• _Your task_: Pull out the entries word for word, starting with the first line and going on through the line that contains "[[33, 184]]", with that line included.

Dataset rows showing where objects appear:
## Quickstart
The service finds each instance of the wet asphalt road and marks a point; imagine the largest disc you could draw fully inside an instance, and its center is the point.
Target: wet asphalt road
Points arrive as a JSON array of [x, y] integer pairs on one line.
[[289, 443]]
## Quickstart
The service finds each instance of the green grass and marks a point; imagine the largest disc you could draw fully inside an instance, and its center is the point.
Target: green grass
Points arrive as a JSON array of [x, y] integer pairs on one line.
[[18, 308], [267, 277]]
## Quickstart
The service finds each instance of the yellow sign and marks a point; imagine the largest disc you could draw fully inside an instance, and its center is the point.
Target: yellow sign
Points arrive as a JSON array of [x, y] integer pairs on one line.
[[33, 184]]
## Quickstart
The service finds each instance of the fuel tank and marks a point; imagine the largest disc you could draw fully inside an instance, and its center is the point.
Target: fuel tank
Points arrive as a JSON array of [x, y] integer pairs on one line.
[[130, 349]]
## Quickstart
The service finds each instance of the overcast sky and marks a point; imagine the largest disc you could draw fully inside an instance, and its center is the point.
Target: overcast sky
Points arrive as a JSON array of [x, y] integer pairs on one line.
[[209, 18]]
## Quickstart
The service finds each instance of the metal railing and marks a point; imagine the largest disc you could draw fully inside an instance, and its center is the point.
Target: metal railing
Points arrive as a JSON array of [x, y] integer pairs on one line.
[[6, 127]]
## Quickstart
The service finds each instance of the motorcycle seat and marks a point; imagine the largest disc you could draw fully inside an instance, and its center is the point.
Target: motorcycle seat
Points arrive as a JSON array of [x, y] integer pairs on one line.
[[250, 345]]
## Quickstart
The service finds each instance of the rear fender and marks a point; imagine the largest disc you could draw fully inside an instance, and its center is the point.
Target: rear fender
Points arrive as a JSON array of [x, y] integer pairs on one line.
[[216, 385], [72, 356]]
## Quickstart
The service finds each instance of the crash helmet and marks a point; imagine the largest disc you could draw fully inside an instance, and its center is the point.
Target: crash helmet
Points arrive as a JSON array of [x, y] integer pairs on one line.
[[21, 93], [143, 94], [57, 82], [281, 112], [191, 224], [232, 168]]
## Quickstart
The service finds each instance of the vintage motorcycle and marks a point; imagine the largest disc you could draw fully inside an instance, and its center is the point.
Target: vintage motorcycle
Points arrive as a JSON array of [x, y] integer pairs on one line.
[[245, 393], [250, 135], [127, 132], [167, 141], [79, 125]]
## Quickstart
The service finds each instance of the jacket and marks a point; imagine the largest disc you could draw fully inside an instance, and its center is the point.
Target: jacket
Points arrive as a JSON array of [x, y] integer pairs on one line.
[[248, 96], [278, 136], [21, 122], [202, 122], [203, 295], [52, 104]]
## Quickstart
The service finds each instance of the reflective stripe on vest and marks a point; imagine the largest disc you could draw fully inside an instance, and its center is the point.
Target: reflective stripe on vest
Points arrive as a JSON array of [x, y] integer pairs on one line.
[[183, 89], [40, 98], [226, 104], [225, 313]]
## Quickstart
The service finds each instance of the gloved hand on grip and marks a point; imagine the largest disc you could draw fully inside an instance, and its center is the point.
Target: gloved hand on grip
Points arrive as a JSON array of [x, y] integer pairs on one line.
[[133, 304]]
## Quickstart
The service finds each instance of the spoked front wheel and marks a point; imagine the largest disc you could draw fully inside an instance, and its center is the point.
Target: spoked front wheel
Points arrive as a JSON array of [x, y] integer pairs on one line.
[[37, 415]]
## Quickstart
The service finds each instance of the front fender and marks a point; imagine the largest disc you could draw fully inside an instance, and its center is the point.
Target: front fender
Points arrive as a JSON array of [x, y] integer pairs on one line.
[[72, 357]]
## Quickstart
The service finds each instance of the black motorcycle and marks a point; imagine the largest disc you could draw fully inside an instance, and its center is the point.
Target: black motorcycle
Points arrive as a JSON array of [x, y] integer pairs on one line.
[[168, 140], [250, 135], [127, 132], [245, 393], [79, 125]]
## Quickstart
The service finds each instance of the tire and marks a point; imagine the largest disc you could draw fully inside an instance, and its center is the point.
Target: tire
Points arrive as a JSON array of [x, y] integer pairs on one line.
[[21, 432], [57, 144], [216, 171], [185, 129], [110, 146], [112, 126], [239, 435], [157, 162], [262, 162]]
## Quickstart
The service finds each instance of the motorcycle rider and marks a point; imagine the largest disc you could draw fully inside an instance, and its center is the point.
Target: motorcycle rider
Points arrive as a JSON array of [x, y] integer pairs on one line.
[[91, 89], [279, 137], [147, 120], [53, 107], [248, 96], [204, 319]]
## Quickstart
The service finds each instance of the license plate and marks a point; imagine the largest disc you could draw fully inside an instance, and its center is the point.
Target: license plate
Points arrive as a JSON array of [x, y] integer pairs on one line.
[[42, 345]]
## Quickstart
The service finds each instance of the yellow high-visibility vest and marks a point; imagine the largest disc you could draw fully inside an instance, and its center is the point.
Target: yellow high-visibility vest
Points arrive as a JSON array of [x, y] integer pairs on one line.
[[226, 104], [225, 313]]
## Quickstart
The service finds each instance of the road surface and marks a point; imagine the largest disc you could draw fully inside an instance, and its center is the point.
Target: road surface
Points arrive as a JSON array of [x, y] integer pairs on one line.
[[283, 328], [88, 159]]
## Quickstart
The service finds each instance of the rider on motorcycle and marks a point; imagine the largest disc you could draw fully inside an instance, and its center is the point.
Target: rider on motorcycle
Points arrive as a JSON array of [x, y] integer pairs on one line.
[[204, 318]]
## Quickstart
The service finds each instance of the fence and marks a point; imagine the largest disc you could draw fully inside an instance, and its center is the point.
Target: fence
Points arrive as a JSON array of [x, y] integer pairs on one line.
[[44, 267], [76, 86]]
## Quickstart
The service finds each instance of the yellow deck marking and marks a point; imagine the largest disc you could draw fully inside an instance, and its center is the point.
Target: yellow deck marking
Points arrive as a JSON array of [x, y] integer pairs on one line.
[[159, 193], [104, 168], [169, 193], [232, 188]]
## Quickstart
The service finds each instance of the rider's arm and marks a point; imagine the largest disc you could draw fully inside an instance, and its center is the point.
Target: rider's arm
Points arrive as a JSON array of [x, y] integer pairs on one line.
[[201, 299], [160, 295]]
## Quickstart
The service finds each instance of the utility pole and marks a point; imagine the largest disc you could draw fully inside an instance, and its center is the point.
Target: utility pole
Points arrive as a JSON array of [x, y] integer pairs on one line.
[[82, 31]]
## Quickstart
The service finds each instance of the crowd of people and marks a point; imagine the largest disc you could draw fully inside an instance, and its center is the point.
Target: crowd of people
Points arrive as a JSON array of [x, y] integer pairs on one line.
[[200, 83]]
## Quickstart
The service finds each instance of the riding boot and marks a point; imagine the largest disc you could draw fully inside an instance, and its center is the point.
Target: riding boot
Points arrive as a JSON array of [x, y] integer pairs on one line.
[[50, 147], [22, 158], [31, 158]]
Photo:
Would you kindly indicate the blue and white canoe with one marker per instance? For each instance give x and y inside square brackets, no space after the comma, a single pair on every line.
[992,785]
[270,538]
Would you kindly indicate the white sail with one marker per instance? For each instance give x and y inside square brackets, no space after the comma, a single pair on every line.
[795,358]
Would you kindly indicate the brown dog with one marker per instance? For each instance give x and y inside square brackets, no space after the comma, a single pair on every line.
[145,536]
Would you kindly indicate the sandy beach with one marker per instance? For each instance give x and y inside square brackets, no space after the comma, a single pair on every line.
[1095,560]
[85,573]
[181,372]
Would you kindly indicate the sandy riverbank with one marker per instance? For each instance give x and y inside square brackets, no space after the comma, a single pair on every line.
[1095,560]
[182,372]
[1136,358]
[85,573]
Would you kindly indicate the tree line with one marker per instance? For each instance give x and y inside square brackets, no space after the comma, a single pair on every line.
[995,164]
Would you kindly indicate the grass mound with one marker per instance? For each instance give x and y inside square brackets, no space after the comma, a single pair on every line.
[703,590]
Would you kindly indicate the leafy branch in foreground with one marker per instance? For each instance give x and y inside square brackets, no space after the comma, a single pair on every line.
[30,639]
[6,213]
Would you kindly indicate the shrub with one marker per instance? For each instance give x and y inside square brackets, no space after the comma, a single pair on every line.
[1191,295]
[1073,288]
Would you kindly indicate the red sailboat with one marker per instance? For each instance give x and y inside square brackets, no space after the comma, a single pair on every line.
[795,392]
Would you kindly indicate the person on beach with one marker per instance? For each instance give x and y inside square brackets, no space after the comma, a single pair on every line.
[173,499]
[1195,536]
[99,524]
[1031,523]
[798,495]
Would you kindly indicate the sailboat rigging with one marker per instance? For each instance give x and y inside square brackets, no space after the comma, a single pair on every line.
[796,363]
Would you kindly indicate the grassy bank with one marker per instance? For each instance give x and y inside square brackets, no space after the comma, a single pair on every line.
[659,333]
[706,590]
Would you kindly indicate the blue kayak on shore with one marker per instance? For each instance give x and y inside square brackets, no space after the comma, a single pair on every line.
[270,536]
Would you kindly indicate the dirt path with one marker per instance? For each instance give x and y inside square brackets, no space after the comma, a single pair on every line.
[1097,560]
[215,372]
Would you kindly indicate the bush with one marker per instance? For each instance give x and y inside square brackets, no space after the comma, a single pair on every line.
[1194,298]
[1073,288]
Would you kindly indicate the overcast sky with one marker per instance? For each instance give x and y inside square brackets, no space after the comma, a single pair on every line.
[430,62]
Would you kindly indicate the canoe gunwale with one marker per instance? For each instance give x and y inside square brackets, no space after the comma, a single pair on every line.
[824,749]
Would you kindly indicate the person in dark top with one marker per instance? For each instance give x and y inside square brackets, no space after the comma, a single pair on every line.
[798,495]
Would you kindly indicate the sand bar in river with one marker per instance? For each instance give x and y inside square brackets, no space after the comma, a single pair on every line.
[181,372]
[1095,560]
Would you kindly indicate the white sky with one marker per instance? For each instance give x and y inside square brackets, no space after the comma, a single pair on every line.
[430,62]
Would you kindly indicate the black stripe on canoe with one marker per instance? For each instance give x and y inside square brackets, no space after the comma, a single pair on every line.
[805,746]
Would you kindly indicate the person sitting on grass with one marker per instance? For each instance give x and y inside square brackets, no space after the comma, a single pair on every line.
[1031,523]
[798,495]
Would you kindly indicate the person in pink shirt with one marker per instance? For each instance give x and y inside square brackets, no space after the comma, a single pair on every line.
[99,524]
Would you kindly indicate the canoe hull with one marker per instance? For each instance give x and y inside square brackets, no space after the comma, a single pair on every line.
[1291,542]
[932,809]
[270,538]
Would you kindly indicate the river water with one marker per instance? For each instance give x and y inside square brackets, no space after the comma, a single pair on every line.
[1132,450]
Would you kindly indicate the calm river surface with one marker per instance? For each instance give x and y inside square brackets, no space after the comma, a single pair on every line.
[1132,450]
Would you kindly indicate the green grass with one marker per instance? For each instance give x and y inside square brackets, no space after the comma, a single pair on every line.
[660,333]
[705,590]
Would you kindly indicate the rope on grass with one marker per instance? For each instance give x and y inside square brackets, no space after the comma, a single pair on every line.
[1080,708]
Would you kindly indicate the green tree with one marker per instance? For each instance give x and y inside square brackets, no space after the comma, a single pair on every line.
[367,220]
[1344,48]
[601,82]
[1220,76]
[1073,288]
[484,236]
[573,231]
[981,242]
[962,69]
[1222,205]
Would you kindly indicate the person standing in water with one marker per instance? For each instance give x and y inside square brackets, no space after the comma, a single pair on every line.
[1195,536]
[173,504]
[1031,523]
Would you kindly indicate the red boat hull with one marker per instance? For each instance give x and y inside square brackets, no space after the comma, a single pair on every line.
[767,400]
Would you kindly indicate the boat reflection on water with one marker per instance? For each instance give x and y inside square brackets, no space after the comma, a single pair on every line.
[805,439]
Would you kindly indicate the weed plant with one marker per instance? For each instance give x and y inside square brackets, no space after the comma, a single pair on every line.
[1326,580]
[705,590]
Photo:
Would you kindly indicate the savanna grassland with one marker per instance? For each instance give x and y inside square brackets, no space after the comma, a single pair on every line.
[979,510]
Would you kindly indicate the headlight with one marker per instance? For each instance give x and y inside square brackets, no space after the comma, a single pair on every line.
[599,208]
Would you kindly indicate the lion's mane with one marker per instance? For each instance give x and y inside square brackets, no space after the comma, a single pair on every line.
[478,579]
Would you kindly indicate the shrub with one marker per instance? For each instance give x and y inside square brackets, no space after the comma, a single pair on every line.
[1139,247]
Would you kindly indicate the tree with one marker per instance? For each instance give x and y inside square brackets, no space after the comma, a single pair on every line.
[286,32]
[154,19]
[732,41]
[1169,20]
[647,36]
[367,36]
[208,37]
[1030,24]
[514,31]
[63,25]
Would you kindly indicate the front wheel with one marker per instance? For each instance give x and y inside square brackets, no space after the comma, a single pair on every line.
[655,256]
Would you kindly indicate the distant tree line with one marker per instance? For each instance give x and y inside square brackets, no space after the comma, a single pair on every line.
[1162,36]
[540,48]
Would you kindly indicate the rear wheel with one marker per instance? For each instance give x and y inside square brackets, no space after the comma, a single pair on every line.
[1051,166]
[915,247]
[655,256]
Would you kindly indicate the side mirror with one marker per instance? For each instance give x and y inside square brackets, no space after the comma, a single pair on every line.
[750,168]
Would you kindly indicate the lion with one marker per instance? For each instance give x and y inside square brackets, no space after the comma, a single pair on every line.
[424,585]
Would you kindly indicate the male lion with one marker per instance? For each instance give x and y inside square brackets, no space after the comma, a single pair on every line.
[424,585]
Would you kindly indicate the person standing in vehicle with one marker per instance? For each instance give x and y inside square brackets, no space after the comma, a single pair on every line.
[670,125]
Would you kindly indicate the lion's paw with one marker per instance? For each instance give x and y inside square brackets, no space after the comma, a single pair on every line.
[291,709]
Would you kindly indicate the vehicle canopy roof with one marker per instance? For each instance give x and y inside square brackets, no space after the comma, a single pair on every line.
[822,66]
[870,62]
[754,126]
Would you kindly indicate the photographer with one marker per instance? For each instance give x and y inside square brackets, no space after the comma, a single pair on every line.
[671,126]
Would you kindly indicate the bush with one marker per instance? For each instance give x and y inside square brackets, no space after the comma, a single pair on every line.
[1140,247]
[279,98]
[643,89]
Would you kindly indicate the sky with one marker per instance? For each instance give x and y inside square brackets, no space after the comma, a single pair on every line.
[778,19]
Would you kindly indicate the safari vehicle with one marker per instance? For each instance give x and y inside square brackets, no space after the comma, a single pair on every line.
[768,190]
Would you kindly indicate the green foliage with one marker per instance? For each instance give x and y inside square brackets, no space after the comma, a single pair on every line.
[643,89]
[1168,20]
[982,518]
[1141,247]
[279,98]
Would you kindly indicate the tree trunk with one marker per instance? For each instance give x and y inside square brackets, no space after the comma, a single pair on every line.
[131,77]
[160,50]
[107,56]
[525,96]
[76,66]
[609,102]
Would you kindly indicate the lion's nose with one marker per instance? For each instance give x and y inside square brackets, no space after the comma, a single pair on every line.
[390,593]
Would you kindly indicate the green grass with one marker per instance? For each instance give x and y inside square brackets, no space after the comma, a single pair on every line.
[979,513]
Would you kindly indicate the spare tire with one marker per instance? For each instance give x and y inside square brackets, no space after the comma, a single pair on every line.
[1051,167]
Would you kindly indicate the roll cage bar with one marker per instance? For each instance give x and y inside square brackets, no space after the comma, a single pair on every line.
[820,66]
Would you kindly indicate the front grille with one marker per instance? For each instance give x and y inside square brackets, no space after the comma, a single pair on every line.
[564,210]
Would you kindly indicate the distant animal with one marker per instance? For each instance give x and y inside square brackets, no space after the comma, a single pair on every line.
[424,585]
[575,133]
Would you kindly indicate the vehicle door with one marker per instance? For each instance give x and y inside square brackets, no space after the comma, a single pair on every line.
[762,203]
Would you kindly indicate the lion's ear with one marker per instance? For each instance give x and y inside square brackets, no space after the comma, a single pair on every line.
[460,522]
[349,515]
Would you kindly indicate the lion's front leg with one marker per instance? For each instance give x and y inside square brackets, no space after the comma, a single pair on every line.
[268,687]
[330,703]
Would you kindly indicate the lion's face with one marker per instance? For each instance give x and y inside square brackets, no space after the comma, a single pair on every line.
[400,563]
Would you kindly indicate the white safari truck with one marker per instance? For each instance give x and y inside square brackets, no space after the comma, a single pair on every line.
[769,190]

• _Full answer_:
## Quickstart
The service finds each instance of the wet asphalt road and marks a point; imagine the largest disc you could draw fully inside an instance, and its center is the point.
Target: wet asphalt road
Points arrive as a JSON array of [x, y] integer pairs on one line.
[[289, 443]]
## Quickstart
The service finds each instance of the green grass and marks a point; imagine the largest disc you could draw fully inside an instance, and its center is the point.
Target: green grass
Points arrive as a JSON array of [x, y] integer pairs on one line.
[[18, 308], [267, 277]]
## Quickstart
The service finds each instance of the yellow sign and marks a point; imagine the largest disc you could draw fully inside an instance, and its center is the point.
Target: yellow sign
Points arrive as a JSON array of [x, y] integer pairs on one line.
[[33, 184]]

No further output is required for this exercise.